* Problem to work on: Starting at the top of the records, output every line through the one that contains "box: [35, 91, 56, 103]", keeping each exactly as it appears.

Saved entries:
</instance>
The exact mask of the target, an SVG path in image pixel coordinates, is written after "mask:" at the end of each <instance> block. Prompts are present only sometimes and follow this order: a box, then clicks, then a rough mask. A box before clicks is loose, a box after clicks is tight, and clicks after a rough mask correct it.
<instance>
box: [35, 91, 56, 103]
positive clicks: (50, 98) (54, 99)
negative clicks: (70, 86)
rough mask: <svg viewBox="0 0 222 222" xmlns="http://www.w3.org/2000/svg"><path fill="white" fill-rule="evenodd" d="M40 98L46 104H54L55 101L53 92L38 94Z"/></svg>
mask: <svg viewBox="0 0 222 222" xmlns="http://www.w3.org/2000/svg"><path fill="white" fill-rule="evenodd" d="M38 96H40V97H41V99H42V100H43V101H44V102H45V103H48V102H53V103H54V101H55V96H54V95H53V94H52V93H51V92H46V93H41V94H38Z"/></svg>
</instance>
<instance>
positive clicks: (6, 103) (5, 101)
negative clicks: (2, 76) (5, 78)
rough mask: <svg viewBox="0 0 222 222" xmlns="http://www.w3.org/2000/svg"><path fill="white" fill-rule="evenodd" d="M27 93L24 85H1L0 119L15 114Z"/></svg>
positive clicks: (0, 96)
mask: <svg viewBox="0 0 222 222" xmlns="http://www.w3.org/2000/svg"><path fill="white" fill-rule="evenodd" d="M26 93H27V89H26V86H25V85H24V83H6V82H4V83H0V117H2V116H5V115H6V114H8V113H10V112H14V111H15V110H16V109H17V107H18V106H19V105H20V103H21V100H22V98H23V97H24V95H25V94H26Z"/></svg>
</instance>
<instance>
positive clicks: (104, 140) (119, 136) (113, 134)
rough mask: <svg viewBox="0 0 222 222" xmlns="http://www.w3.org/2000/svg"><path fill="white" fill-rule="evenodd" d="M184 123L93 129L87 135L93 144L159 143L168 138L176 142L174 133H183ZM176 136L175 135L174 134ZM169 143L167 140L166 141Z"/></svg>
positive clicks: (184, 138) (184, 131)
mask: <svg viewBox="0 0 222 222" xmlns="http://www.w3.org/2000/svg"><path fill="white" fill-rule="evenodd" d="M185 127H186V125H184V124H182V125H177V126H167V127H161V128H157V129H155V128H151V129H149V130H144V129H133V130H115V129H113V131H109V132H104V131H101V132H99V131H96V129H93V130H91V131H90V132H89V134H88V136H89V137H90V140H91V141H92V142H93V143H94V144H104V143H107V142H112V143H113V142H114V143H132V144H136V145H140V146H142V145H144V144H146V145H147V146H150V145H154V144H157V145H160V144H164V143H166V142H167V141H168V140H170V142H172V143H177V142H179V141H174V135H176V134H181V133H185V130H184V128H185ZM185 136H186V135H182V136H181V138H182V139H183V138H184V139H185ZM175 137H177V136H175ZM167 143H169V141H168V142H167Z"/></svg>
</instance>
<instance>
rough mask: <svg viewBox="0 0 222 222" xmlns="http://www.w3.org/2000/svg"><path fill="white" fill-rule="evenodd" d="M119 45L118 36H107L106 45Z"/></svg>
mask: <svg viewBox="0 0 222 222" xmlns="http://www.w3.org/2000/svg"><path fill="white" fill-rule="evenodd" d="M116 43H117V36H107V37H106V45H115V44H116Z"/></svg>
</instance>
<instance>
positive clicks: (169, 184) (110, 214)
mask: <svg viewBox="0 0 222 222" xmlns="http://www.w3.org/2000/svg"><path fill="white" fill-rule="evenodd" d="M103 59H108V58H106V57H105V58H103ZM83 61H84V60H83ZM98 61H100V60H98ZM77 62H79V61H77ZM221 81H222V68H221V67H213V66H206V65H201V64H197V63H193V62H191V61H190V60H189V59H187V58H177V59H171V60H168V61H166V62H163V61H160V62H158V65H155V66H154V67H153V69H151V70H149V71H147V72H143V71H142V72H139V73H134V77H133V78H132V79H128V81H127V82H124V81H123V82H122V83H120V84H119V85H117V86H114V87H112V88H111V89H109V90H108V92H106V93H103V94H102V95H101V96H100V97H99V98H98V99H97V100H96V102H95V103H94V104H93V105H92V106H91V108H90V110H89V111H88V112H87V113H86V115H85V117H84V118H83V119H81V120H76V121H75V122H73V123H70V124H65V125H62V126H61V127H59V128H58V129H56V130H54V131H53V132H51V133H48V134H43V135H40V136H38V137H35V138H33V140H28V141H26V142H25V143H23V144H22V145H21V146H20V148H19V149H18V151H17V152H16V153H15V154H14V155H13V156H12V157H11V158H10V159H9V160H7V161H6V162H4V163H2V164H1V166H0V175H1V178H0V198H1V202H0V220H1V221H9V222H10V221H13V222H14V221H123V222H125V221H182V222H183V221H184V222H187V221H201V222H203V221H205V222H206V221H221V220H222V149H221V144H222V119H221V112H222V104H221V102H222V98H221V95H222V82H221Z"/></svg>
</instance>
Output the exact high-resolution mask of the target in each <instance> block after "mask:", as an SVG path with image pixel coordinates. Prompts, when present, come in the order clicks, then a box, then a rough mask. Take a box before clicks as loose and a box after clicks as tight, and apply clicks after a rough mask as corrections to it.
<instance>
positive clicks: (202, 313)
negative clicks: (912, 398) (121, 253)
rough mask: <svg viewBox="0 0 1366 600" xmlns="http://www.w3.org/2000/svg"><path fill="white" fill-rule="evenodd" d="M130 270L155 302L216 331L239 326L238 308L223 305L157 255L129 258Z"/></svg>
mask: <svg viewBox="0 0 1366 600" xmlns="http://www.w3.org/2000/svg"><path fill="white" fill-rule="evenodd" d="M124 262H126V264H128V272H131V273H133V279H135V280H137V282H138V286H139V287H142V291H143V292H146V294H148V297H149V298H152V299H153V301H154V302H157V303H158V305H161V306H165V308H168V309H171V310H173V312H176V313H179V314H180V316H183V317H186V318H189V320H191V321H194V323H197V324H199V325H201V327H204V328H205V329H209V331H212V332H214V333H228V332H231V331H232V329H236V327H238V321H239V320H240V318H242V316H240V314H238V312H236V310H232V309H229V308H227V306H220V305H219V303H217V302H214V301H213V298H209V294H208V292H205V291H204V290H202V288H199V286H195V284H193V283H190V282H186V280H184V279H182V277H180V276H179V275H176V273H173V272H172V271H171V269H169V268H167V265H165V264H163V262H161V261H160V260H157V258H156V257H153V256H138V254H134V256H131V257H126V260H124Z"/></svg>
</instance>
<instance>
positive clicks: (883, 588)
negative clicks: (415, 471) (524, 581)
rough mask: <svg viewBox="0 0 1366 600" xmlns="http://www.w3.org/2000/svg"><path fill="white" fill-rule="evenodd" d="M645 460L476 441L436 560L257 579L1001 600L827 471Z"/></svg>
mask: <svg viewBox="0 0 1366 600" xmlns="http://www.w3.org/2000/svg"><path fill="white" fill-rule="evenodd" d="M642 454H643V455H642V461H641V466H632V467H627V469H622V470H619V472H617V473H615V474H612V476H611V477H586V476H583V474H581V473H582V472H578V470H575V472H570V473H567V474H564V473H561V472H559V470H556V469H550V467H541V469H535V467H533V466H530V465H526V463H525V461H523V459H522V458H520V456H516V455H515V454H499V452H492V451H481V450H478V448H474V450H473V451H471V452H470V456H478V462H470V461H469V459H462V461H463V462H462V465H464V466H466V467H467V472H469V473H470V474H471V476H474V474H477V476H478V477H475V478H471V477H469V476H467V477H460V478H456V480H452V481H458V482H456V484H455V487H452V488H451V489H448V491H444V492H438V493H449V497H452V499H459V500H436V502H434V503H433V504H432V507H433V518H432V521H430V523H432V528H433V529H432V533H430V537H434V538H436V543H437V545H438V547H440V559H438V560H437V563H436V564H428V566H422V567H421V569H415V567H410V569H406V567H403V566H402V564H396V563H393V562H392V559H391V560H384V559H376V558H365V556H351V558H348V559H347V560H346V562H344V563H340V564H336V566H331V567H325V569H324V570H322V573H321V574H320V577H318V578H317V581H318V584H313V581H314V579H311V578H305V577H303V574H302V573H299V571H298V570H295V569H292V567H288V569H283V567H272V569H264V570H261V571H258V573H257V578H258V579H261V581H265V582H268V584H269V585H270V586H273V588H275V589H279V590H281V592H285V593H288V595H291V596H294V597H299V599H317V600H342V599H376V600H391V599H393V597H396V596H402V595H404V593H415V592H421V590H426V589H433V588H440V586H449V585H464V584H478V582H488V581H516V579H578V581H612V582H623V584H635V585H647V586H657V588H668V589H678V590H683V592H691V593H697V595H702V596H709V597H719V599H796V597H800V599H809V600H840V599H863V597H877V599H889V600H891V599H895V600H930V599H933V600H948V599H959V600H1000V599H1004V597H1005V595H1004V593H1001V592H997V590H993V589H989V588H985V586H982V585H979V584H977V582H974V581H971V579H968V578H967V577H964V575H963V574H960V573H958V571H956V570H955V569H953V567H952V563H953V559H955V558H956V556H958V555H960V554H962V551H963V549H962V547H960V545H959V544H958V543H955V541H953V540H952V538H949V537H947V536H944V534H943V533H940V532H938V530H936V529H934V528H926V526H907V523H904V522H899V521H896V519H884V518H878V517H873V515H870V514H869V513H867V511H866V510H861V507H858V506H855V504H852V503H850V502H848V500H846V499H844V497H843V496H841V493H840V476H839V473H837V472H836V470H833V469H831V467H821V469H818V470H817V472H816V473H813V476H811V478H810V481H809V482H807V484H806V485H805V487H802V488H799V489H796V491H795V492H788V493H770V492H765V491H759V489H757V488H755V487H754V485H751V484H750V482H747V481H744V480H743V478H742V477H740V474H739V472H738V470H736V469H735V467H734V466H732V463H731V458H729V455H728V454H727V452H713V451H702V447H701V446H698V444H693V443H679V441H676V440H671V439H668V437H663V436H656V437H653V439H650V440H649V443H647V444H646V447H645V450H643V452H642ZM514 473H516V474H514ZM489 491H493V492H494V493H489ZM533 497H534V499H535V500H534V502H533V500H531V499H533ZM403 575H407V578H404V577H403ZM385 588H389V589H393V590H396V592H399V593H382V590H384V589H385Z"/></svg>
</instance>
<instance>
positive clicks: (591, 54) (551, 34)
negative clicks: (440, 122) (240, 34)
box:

* Task answer:
</instance>
The exact mask of the target, an SVG path in image pixel coordinates, is written after "mask:" at the end of each <instance> block. Prompts are present only sometimes and follow this order: a box, then clicks, then a rough mask. A box before clicks is loose, a box after clicks is tight, and clicks after a rough mask correct it.
<instance>
box: [35, 91, 56, 103]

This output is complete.